In a possible implementation of the first aspect, when the second VMA list includes a first VMA, and the first VMA has no intersection set with the third VMA list, the destination server copies the second memory data to the memory data corresponding to the second container, where the second memory data is memory data that is in the first memory data and that corresponds to the first VMA.

In the foregoing technical solution, the first VMA is used as an example herein. In this solution, all VMAs that are in the second VMA list and that have no intersection set with any VMA in the third VMA list may be searched for, to quickly locate memory data that is a memory dirty page, and copy the memory dirty page to restore the memory data. Locating the memory dirty page is an important component of the incremental migration in the container migration. This solution shortens time for locating the memory dirty page in the memory data, and also shortens time for the container migration to some extent.

In a specific design, the destination server may traverse the third VMA list by using the first VMA as a baseline, to determine whether a VMA that is the same as the first VMA exists in the third VMA list. When the VMA that is the same as the first VMA does not exist, the destination server may determine that the first memory data is the memory dirty page.

In a possible implementation of the first aspect, when the third VMA list includes a second VMA, and the second VMA has no intersection set with the first VMA list, the destination server releases the second VMA.

Based on the foregoing technical solution, in comparison with a solution of determining, based on process related information, whether the memory data needs to be released, in this solution, whether the second VMA needs to be released can be quickly determined based on a relationship between the second VMA and the second VMA list. When the VMA is released, corresponding memory data is also released. In this manner, the VMA that needs to be released can be quickly found, to release memory data that is not currently required. For example, the released memory data may be memory data that is not currently received but is received at a previous time, and this type of memory data is the memory data that is not currently required.

> _Material shown_:
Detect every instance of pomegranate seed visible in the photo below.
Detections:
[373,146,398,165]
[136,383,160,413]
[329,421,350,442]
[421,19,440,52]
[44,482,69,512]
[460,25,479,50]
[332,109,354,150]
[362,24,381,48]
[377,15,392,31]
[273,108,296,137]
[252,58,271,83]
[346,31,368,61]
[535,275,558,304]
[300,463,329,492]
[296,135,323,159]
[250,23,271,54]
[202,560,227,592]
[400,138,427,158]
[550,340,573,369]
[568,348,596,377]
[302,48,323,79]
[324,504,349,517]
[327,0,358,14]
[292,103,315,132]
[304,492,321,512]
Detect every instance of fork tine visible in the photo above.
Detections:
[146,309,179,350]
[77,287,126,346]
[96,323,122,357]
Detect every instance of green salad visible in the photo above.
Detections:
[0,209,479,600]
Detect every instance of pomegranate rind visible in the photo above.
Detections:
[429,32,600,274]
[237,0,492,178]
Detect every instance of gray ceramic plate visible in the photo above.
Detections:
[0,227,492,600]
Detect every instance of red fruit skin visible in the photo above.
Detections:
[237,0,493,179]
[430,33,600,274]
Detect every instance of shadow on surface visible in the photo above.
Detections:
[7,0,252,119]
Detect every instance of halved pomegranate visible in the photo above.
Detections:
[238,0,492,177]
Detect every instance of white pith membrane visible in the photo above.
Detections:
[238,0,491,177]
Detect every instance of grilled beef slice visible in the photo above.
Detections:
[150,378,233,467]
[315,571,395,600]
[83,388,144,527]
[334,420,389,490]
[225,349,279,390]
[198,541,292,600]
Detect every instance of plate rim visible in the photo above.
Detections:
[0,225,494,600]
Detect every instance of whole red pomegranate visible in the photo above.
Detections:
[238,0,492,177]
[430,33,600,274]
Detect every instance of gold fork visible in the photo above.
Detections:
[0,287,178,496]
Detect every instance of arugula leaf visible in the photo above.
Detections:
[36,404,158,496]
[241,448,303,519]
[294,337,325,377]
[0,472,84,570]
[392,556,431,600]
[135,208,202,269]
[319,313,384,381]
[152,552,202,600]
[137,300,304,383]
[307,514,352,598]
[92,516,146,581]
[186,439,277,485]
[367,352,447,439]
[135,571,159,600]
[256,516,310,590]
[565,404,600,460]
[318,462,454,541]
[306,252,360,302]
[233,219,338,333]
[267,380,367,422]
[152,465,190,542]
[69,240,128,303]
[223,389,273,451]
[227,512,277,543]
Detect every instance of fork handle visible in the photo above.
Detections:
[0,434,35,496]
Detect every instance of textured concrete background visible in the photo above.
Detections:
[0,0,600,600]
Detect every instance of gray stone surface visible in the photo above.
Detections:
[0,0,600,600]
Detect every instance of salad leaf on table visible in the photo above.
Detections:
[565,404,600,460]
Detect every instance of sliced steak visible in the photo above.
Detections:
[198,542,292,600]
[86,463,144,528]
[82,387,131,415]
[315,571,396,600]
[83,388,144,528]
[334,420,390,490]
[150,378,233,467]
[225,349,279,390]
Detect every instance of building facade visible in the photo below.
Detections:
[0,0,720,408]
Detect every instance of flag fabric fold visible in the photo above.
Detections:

> _What to work on_:
In the container migration text, what does the destination server do when the third VMA list includes a second VMA that has no intersection set with the first VMA list?

> _Response to the task_:
The destination server releases the second VMA.